**Task description**
Which of the lines below contain the word "black"? Copy out each of those lines, treating uppercase and lowercase as different.

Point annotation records
======

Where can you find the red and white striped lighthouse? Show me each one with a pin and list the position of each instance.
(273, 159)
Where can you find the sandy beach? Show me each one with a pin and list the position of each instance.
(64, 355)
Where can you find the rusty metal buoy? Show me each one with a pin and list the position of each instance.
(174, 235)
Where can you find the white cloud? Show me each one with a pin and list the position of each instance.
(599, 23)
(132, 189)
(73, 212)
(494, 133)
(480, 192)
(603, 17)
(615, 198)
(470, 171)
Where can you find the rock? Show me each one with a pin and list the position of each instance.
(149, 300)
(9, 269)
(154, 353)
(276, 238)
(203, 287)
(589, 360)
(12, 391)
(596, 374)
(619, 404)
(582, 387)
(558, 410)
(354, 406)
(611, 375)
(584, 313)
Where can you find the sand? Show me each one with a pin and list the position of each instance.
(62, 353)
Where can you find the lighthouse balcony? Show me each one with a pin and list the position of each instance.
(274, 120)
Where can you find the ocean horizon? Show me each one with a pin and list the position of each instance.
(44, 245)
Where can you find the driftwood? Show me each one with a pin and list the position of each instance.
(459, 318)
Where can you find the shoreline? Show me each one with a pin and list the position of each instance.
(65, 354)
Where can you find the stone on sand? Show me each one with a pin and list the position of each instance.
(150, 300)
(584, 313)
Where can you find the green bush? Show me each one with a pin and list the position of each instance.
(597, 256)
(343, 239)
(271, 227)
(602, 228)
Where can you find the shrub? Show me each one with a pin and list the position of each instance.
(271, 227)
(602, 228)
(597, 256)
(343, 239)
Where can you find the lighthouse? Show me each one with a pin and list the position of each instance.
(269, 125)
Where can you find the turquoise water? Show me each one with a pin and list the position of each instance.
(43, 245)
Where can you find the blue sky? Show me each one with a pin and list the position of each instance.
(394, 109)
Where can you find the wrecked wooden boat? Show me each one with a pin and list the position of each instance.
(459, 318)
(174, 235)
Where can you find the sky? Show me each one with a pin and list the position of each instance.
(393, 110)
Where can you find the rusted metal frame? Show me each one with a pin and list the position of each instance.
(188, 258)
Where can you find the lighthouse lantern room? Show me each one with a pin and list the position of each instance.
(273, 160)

======

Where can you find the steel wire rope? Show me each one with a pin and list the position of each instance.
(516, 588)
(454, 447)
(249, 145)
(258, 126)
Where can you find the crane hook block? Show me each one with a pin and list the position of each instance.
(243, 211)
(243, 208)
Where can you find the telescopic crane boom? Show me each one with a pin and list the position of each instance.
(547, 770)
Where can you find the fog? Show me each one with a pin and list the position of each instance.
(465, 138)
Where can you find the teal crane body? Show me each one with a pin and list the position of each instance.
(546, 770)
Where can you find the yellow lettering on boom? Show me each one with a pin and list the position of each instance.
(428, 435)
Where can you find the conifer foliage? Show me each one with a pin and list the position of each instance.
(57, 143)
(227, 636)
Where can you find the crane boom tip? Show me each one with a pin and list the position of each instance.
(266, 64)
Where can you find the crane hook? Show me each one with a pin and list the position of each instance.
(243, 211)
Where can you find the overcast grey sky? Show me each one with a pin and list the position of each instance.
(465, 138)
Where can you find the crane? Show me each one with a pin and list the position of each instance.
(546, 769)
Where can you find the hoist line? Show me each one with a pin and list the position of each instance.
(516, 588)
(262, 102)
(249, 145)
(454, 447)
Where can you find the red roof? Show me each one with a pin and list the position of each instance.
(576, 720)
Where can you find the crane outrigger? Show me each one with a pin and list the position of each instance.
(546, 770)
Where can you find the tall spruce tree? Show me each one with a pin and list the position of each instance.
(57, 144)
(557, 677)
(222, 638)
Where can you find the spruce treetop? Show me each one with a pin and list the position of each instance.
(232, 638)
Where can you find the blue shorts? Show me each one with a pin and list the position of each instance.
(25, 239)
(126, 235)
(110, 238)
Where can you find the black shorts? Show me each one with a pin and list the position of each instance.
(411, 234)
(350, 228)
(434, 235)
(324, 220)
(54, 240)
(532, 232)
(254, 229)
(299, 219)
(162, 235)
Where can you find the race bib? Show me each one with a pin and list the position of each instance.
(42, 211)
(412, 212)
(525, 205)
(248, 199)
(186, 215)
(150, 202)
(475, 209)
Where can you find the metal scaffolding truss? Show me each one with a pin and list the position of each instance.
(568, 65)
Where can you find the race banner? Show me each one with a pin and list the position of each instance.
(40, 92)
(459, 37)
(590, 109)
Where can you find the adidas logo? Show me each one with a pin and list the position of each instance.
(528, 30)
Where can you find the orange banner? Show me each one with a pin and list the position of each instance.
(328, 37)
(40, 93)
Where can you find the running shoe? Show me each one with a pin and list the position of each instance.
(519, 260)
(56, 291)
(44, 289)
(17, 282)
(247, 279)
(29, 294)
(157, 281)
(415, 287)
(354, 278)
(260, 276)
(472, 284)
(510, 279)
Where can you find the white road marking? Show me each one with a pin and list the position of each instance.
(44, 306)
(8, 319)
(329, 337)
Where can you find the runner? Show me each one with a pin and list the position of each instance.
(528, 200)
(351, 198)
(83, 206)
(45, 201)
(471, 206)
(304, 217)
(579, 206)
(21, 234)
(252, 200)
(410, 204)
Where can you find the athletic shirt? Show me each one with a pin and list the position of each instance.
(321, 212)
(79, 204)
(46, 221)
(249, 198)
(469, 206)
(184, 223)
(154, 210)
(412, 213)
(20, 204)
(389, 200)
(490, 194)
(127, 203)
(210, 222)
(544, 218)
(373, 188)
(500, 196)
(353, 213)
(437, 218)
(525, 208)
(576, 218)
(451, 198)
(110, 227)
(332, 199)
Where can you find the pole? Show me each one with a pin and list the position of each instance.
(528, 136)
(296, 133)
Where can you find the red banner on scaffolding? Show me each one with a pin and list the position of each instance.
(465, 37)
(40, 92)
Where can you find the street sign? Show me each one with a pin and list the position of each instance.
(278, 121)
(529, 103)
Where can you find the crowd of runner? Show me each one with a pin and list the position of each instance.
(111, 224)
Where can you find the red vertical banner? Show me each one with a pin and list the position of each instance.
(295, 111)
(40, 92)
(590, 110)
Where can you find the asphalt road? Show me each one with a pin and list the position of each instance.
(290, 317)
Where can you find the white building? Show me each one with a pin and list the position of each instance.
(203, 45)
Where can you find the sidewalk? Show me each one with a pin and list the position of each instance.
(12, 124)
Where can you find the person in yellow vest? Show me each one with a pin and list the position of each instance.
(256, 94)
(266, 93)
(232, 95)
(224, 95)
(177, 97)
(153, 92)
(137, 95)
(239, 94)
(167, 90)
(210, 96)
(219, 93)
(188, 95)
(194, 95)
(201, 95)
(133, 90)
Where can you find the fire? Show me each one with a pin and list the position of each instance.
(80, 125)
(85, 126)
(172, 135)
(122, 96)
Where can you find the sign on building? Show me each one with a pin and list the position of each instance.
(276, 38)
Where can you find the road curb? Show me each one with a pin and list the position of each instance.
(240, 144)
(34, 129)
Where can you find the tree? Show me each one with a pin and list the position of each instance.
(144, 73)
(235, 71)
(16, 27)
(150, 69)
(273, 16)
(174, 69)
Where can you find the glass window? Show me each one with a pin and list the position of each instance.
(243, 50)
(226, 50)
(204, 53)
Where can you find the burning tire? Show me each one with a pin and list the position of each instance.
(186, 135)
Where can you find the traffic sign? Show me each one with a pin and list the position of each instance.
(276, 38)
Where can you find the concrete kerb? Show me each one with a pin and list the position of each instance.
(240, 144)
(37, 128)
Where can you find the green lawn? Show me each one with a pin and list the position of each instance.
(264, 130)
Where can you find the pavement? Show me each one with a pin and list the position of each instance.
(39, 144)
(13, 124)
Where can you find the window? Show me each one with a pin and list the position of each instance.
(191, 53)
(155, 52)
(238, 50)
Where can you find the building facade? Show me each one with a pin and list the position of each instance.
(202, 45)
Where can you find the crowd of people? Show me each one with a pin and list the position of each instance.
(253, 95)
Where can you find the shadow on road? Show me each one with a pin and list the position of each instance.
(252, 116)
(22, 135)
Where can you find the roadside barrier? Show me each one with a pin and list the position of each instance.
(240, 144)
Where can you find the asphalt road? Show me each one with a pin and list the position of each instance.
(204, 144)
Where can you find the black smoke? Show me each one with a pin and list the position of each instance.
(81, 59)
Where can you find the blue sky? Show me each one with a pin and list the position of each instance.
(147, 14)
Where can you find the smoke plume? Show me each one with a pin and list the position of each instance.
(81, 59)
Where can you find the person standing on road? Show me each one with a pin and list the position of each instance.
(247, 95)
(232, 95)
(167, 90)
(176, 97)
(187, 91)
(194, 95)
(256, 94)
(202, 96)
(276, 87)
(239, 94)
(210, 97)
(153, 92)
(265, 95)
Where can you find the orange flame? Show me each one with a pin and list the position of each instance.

======

**Solved problem**
Where can you find the black shorts? Show me each one with a pin and list the position of each instance.
Where can you find the black smoke? Show me each one with a pin and list the position of each instance.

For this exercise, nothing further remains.